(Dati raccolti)
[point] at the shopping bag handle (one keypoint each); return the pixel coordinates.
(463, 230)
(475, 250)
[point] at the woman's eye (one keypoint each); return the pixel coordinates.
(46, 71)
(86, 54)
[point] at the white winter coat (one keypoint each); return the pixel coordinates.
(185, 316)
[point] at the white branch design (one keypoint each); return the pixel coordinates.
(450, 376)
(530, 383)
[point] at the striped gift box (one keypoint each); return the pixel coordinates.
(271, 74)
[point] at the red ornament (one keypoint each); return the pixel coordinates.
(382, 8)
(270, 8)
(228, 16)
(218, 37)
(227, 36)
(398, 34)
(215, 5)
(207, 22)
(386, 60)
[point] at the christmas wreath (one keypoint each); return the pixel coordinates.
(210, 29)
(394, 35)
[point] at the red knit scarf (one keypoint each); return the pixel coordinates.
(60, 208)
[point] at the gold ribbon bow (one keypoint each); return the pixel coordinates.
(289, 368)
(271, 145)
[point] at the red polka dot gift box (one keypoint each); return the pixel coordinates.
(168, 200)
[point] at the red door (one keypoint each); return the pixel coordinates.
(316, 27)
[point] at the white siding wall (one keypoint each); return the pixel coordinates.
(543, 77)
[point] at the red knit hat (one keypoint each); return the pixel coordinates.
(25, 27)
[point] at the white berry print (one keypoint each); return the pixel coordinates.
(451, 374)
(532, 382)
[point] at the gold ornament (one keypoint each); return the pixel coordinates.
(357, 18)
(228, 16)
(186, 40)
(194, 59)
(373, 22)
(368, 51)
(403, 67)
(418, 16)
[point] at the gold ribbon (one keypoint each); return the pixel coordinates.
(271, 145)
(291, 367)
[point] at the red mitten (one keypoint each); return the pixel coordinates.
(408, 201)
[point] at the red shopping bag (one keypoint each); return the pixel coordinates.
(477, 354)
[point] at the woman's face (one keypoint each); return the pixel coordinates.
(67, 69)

---

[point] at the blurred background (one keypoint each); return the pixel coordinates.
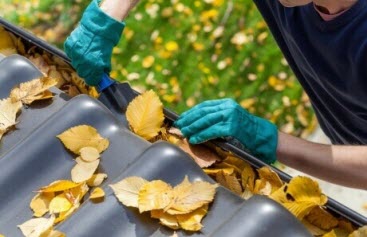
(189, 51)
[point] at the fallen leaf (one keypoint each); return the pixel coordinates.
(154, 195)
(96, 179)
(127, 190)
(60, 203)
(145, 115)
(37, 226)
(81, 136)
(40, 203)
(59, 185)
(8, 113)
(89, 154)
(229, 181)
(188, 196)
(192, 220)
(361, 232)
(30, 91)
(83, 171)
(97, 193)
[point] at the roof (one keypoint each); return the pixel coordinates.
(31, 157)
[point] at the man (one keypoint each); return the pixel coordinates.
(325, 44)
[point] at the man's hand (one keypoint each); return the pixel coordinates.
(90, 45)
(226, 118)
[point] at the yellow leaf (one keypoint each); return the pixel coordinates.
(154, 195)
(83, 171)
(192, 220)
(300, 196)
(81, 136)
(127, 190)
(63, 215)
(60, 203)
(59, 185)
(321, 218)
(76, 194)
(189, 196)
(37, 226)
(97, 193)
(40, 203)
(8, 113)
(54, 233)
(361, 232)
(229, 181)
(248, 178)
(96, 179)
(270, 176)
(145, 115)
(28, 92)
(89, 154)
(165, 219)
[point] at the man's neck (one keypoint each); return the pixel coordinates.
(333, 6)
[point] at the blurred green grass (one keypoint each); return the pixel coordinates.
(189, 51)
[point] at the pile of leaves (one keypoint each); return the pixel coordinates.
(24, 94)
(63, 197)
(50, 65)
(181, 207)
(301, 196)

==

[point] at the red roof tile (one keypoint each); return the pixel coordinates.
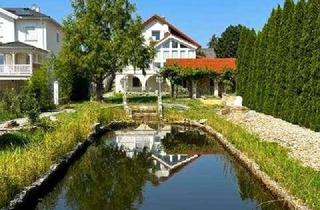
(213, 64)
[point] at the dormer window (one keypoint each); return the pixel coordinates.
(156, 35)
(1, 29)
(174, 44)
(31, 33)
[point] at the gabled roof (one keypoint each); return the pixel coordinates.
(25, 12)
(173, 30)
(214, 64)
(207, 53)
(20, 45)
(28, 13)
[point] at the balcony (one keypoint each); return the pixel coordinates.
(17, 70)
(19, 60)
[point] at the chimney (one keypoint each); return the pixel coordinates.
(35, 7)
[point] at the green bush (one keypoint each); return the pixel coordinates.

CONSEGNA: Individua nei record ogni riga che contiene la parola "gift" e trascrivile tutte.

RISPOSTA:
[point] at the striped gift box (one keypoint each); return the pixel coordinates.
[point] at the red polka dot gift box (one keypoint each); return the pixel coordinates.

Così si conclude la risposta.